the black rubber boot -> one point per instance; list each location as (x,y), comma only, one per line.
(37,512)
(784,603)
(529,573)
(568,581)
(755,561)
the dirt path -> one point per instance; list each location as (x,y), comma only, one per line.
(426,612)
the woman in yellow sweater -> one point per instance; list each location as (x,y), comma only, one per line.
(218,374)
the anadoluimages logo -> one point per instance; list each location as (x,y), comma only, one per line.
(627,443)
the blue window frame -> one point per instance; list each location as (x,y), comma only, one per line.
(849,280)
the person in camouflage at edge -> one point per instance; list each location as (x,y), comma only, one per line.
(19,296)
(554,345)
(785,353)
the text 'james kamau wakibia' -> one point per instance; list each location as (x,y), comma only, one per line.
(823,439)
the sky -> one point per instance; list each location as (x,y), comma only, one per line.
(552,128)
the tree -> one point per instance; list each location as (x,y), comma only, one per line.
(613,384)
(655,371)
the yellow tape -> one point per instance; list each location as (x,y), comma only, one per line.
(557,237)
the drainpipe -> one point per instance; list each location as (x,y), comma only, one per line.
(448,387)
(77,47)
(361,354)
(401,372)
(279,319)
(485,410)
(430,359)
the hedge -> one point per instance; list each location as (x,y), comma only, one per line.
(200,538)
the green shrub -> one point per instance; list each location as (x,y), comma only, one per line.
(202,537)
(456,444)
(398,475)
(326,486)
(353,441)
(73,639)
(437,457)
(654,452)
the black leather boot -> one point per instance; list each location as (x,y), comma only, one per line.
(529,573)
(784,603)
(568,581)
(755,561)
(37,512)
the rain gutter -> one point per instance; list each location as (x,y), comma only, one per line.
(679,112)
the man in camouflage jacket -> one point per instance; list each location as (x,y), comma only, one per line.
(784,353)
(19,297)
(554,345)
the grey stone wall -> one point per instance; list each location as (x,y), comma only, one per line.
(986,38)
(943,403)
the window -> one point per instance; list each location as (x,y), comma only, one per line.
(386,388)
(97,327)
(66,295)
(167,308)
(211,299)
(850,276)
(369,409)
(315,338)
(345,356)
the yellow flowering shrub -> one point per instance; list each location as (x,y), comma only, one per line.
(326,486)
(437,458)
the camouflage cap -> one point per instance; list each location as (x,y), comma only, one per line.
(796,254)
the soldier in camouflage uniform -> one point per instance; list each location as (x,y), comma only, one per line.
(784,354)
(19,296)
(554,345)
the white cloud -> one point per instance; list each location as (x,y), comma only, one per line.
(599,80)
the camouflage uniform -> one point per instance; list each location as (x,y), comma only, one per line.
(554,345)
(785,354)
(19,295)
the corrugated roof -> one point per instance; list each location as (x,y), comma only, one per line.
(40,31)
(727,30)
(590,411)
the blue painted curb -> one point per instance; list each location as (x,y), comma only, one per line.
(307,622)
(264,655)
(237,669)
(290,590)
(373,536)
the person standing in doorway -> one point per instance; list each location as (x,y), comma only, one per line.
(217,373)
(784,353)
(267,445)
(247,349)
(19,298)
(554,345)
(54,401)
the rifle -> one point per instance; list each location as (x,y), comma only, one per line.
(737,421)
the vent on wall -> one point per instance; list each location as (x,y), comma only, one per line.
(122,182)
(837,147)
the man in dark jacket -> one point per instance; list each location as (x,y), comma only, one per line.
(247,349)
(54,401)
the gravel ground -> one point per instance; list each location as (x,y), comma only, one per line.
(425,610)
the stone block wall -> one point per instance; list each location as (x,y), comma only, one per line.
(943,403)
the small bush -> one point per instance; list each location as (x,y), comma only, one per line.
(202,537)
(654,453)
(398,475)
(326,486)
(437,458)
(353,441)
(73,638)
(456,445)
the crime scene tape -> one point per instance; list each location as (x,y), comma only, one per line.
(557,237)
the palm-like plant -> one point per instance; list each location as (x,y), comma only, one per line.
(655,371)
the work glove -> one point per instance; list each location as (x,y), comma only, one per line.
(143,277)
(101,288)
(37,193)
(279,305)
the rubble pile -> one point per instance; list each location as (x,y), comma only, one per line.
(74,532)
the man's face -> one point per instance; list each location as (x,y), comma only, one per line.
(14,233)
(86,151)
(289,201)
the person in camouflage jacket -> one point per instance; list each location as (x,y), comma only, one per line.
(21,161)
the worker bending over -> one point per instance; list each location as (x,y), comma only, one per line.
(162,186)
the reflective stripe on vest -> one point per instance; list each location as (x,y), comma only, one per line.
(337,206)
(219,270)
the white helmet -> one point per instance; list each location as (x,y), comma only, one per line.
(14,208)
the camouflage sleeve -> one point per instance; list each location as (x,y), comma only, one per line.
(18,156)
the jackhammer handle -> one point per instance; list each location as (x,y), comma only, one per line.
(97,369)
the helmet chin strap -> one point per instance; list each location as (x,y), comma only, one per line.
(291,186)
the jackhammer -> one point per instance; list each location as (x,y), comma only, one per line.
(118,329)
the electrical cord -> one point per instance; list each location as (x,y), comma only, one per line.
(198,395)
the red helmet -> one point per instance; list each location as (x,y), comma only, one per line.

####################

**Work instruction**
Output the whole listing word for word.

**Exercise response**
the black rubber boot -> one point per instance; list each location as (x,y), comma only, one per line.
(37,512)
(784,603)
(529,573)
(568,581)
(755,561)
the dirt path -> one point per instance; list each location as (x,y), comma only, one per line.
(426,612)
the woman in yellow sweater -> one point per instance; list each location as (x,y), comma only, one per line.
(218,374)
the anadoluimages logo -> one point per instance; list each location as (x,y), comma only, one per line.
(627,443)
the blue window frame -> one point per instance; list each location as (x,y), comma only, one per line.
(849,280)
the person in camouflage at edge -> one point per instance; list each location as (x,y), comma only, one per line.
(19,296)
(554,345)
(785,353)
the text 'james kamau wakibia' -> one point per instance; list each location as (x,y), comma only, one per line.
(823,439)
the sky -> one point per instance; list each location as (x,y), comma only, one per line.
(552,128)
the tree -> one point per instance; list each location as (x,y), comma only, one per line.
(613,384)
(655,371)
the yellow tape -> one point per instance; list each location as (x,y), comma only, one per line.
(557,237)
the drainpipe -> one point per instance; list each location as (x,y), comma only, one per line.
(448,387)
(77,47)
(361,354)
(401,372)
(279,319)
(485,410)
(430,359)
the hedge -> one point per instance; list each location as (x,y), comma only, one per line.
(200,538)
the green shrub -> one point per instance; list each location as (x,y), comma only, one per line.
(202,537)
(456,444)
(398,475)
(326,486)
(353,441)
(73,639)
(437,457)
(654,452)
the black leather boot -> one point per instance; list each location as (x,y), comma only, one per line.
(529,573)
(784,603)
(568,581)
(755,561)
(37,512)
the rain gutter -> one point per instance; list each location as (x,y), comma only, one per line.
(679,112)
the man in camouflage jacket -> one point per instance; list each location as (x,y), comma only, one per line.
(784,353)
(19,297)
(554,345)
the grey stone wall -> one point per instance; list each location as (x,y), comma only, one per line.
(986,38)
(943,403)
the window -> one point per instance; list each location as (x,y), comma only, one per line.
(386,388)
(97,327)
(66,295)
(167,308)
(211,299)
(850,276)
(369,409)
(315,338)
(345,356)
the yellow flowering shrub -> one point per instance; list each location as (x,y), comma only, one per line.
(326,486)
(437,458)
the camouflage cap -> one point per instance; list each location as (x,y), comma only, one per line.
(796,254)
the soldier in camouflage uniform -> one point per instance; list each location as (x,y), comma only, one per line.
(784,354)
(19,296)
(554,345)
the white cloud -> one point per instance; list each location as (x,y), comma only, one per line.
(599,80)
the camouflage uniform -> one point per instance; list each location as (x,y), comma only, one per line.
(554,345)
(785,354)
(19,295)
the corrugated roof -> one point per instance; list each location as (x,y), comma only, one per line.
(40,31)
(727,30)
(590,411)
the blue painted curb -> one point per instance; list each location as (x,y), comma only, one per line.
(307,622)
(264,655)
(237,669)
(290,590)
(373,536)
the person standing in doorway -> one point per instance; list each location as (x,y), comma only, one per line.
(217,373)
(784,353)
(267,445)
(247,349)
(19,298)
(554,345)
(54,401)
the rifle -> one point per instance; list each location as (x,y), comma only, one per line.
(737,421)
the vent on wall -> one point per instance; list each location as (x,y), comma only, one per line.
(122,182)
(837,147)
the man in dark jacket -> one point per instance; list each location as (x,y), comma only, one per line.
(247,349)
(54,401)
the gravel ground -> one point per instance; list each location as (x,y), comma only, one per line.
(425,610)
the stone block wall -> one point per instance; list each location as (x,y), comma only, one per line.
(943,403)
the small bush -> one point per instance; list each location as (x,y), comma only, one per line.
(202,537)
(654,453)
(398,475)
(326,486)
(437,458)
(353,441)
(73,638)
(456,445)
the crime scene tape -> one point per instance; list each location as (x,y), comma only, one per line.
(557,237)
the palm-like plant -> one point per instance; list each location as (x,y), comma only, one per line.
(655,371)
the work glove -> one point per instance; list each location as (x,y), comma only, one per line.
(143,277)
(101,288)
(37,193)
(279,305)
the rubble pile -> one point per instance; list each location as (x,y), comma only, one per line.
(74,532)
the man's face -> one point per instance; list each location as (x,y), comma only, one per line.
(14,233)
(86,151)
(289,201)
the person in camouflage jacket -> one point per instance; list each location as (x,y), comma only, one per line.
(21,161)
the worker bending over -> one point per instance; list each location as (x,y), comma only, one per line.
(162,186)
the reflective stripe on vest -> one point per instance; list each location as (x,y), comma only, one per line.
(337,206)
(219,270)
the white helmet -> one point per instance; list each location as (x,y), comma only, one per line.
(14,208)
the camouflage sleeve -> one point per instance; list each location as (x,y), comma only, one per line.
(18,156)
the jackhammer handle -> one point per instance; list each location as (x,y), comma only, one per line.
(97,369)
the helmet chin strap -> one point per instance; list each location as (x,y), comma only, one per line.
(291,186)
the jackhammer -> one point per instance; list each location as (x,y), comma only, one per line.
(118,329)
the electrical cord -> one point per instance; list each location as (x,y), comma only, one per line.
(198,395)
the red helmet -> one point per instance; list each location as (x,y), comma only, one per line.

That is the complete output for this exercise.